— BEGIN Excerpted text —
These recommendations help protect against incidents, but they are not foolproof. Cybercriminals continue to be the primary cause of data breaches and, no matter how sophisticated we get, thieves are always looking to build better mousetraps. However, most attacks are preventable with proper employee awareness and training, competent IT staff or service providers, and properly designed business processes.

Leading practices for practitioners

According to Daniel Moore, CPA, a tax firm owner and presenter on IRS cybersecurity issues, and Donny Shimamoto, CPA, CITP, CGMA, an expert in cybersecurity risk management for accounting firms, practitioners should include the following checklist in their information security program:

Administrative activities — It’s very important to write and follow a written information security plan (WISP) that addresses every item identified in the risk assessment and defines safeguards you want, as well as the ones you expect affiliates and service providers to follow. Ask service providers to give you a copy of their WISP on safeguarding information. Identify a responsible person to review and approve the WISP as well as someone to monitor, revise and test the protocols periodically. Keep a copy of your self-assessment and make sure it is available for any potential reviews.
— END Excerpted text —
Stated problem –
Write out the passage on information security for practitioners word for word, from "According to Daniel" to "any potential reviews.".
— BEGIN Data records —
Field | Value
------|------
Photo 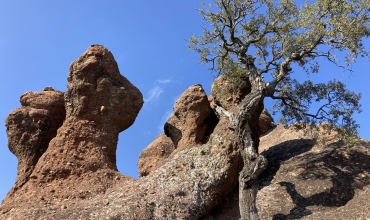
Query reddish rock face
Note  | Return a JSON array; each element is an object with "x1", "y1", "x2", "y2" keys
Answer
[
  {"x1": 3, "y1": 45, "x2": 143, "y2": 211},
  {"x1": 0, "y1": 45, "x2": 272, "y2": 219},
  {"x1": 137, "y1": 133, "x2": 175, "y2": 177},
  {"x1": 33, "y1": 45, "x2": 143, "y2": 182},
  {"x1": 164, "y1": 85, "x2": 218, "y2": 149},
  {"x1": 6, "y1": 88, "x2": 65, "y2": 195}
]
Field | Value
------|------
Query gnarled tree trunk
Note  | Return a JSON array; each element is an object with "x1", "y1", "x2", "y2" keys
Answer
[{"x1": 230, "y1": 62, "x2": 267, "y2": 220}]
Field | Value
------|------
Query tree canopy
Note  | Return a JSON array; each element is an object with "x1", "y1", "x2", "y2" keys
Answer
[{"x1": 189, "y1": 0, "x2": 370, "y2": 138}]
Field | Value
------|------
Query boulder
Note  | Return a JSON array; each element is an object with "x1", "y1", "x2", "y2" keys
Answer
[
  {"x1": 137, "y1": 133, "x2": 175, "y2": 177},
  {"x1": 5, "y1": 89, "x2": 65, "y2": 196},
  {"x1": 164, "y1": 85, "x2": 218, "y2": 149},
  {"x1": 1, "y1": 45, "x2": 143, "y2": 216}
]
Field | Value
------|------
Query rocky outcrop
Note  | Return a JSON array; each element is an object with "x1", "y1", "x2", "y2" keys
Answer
[
  {"x1": 5, "y1": 87, "x2": 65, "y2": 196},
  {"x1": 137, "y1": 133, "x2": 176, "y2": 177},
  {"x1": 204, "y1": 125, "x2": 370, "y2": 220},
  {"x1": 0, "y1": 45, "x2": 370, "y2": 219},
  {"x1": 164, "y1": 85, "x2": 218, "y2": 149},
  {"x1": 0, "y1": 45, "x2": 240, "y2": 219},
  {"x1": 1, "y1": 45, "x2": 143, "y2": 216}
]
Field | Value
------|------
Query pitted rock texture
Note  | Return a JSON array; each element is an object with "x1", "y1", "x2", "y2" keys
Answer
[
  {"x1": 164, "y1": 85, "x2": 218, "y2": 149},
  {"x1": 6, "y1": 88, "x2": 66, "y2": 196},
  {"x1": 2, "y1": 45, "x2": 143, "y2": 216},
  {"x1": 137, "y1": 133, "x2": 175, "y2": 177},
  {"x1": 202, "y1": 125, "x2": 370, "y2": 220},
  {"x1": 0, "y1": 45, "x2": 241, "y2": 219}
]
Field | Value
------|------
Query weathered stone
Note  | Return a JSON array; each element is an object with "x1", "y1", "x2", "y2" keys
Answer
[
  {"x1": 137, "y1": 133, "x2": 175, "y2": 177},
  {"x1": 2, "y1": 45, "x2": 143, "y2": 216},
  {"x1": 164, "y1": 85, "x2": 218, "y2": 149},
  {"x1": 6, "y1": 90, "x2": 65, "y2": 196}
]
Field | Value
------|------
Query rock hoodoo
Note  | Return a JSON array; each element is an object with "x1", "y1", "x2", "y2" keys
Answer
[
  {"x1": 6, "y1": 87, "x2": 66, "y2": 195},
  {"x1": 0, "y1": 45, "x2": 316, "y2": 219},
  {"x1": 0, "y1": 45, "x2": 370, "y2": 220},
  {"x1": 164, "y1": 85, "x2": 218, "y2": 149}
]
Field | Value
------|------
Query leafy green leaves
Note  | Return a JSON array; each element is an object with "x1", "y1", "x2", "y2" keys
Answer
[{"x1": 273, "y1": 80, "x2": 361, "y2": 137}]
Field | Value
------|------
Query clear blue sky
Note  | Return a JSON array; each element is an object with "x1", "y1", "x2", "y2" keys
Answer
[{"x1": 0, "y1": 0, "x2": 370, "y2": 200}]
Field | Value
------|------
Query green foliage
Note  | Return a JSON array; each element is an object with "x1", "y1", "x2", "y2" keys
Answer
[
  {"x1": 188, "y1": 0, "x2": 370, "y2": 136},
  {"x1": 274, "y1": 78, "x2": 361, "y2": 134}
]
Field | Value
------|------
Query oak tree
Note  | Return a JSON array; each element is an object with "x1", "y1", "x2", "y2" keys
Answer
[{"x1": 189, "y1": 0, "x2": 370, "y2": 219}]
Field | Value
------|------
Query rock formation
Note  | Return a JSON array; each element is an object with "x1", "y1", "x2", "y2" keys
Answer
[
  {"x1": 0, "y1": 45, "x2": 370, "y2": 219},
  {"x1": 6, "y1": 87, "x2": 65, "y2": 195},
  {"x1": 164, "y1": 85, "x2": 218, "y2": 149}
]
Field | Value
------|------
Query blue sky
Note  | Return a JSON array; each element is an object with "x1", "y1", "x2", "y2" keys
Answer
[{"x1": 0, "y1": 0, "x2": 370, "y2": 200}]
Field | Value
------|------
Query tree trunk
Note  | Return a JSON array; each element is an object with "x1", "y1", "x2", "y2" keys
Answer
[{"x1": 230, "y1": 65, "x2": 267, "y2": 220}]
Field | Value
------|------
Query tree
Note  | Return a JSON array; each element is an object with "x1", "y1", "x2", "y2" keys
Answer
[{"x1": 189, "y1": 0, "x2": 370, "y2": 219}]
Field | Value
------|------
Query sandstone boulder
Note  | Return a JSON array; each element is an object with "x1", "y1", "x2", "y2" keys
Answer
[
  {"x1": 3, "y1": 45, "x2": 143, "y2": 216},
  {"x1": 164, "y1": 85, "x2": 218, "y2": 149},
  {"x1": 137, "y1": 133, "x2": 175, "y2": 177},
  {"x1": 6, "y1": 90, "x2": 65, "y2": 195}
]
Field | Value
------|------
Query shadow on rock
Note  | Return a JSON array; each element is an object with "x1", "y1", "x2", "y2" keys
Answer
[
  {"x1": 273, "y1": 141, "x2": 370, "y2": 220},
  {"x1": 259, "y1": 139, "x2": 314, "y2": 189}
]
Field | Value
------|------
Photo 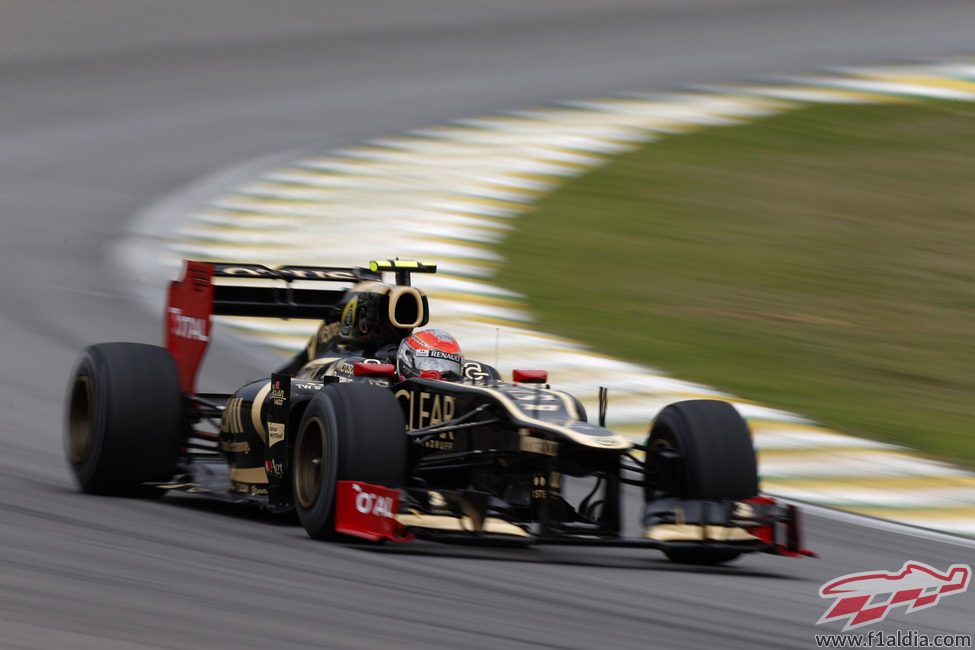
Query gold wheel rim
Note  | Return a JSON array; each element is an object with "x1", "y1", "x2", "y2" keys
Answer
[
  {"x1": 294, "y1": 418, "x2": 325, "y2": 510},
  {"x1": 68, "y1": 375, "x2": 95, "y2": 463}
]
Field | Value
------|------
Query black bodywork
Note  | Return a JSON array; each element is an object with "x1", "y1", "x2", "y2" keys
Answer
[{"x1": 67, "y1": 260, "x2": 810, "y2": 563}]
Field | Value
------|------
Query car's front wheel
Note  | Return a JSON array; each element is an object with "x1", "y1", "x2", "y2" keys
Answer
[{"x1": 644, "y1": 400, "x2": 758, "y2": 564}]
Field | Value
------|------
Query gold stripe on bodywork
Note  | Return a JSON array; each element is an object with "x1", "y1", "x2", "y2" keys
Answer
[
  {"x1": 251, "y1": 381, "x2": 271, "y2": 444},
  {"x1": 396, "y1": 513, "x2": 531, "y2": 537},
  {"x1": 452, "y1": 385, "x2": 633, "y2": 449},
  {"x1": 230, "y1": 467, "x2": 267, "y2": 483},
  {"x1": 643, "y1": 524, "x2": 758, "y2": 542}
]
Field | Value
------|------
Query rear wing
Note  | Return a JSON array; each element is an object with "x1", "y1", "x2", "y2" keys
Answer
[{"x1": 165, "y1": 260, "x2": 437, "y2": 394}]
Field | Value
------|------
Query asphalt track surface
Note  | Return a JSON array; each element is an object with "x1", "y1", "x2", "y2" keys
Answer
[{"x1": 0, "y1": 0, "x2": 975, "y2": 648}]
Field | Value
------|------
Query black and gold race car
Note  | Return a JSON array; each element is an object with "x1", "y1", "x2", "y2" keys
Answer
[{"x1": 65, "y1": 260, "x2": 811, "y2": 563}]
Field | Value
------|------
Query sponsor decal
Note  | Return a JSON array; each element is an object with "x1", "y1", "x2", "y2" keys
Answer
[
  {"x1": 271, "y1": 381, "x2": 287, "y2": 406},
  {"x1": 423, "y1": 431, "x2": 454, "y2": 451},
  {"x1": 267, "y1": 422, "x2": 284, "y2": 447},
  {"x1": 220, "y1": 397, "x2": 244, "y2": 433},
  {"x1": 396, "y1": 388, "x2": 454, "y2": 430},
  {"x1": 169, "y1": 307, "x2": 210, "y2": 342},
  {"x1": 340, "y1": 296, "x2": 359, "y2": 336},
  {"x1": 264, "y1": 460, "x2": 284, "y2": 478},
  {"x1": 816, "y1": 561, "x2": 972, "y2": 632},
  {"x1": 352, "y1": 483, "x2": 396, "y2": 518},
  {"x1": 416, "y1": 349, "x2": 464, "y2": 363},
  {"x1": 519, "y1": 436, "x2": 559, "y2": 456},
  {"x1": 335, "y1": 481, "x2": 409, "y2": 541},
  {"x1": 220, "y1": 440, "x2": 251, "y2": 454}
]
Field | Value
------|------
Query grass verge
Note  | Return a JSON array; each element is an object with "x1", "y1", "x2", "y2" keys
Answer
[{"x1": 500, "y1": 102, "x2": 975, "y2": 466}]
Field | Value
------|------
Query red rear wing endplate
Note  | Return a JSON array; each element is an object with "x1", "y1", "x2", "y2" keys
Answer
[
  {"x1": 165, "y1": 260, "x2": 437, "y2": 394},
  {"x1": 166, "y1": 261, "x2": 213, "y2": 394}
]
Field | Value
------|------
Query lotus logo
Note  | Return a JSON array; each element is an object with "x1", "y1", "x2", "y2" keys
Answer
[{"x1": 816, "y1": 562, "x2": 972, "y2": 632}]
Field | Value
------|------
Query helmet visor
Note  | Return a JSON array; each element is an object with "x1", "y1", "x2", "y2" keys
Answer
[{"x1": 413, "y1": 350, "x2": 464, "y2": 379}]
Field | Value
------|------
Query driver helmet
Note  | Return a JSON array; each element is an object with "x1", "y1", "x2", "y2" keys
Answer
[{"x1": 396, "y1": 330, "x2": 464, "y2": 381}]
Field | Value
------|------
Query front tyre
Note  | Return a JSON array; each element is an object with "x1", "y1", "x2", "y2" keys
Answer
[
  {"x1": 65, "y1": 343, "x2": 184, "y2": 496},
  {"x1": 292, "y1": 383, "x2": 408, "y2": 539},
  {"x1": 644, "y1": 400, "x2": 758, "y2": 564}
]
— END Data records —
Result for this exercise –
According to Daniel Moore, CPA, a tax firm owner and presenter on IRS cybersecurity issues, and Donny Shimamoto, CPA, CITP, CGMA, an expert in cybersecurity risk management for accounting firms, practitioners should include the following checklist in their information security program:

Administrative activities — It’s very important to write and follow a written information security plan (WISP) that addresses every item identified in the risk assessment and defines safeguards you want, as well as the ones you expect affiliates and service providers to follow. Ask service providers to give you a copy of their WISP on safeguarding information. Identify a responsible person to review and approve the WISP as well as someone to monitor, revise and test the protocols periodically. Keep a copy of your self-assessment and make sure it is available for any potential reviews.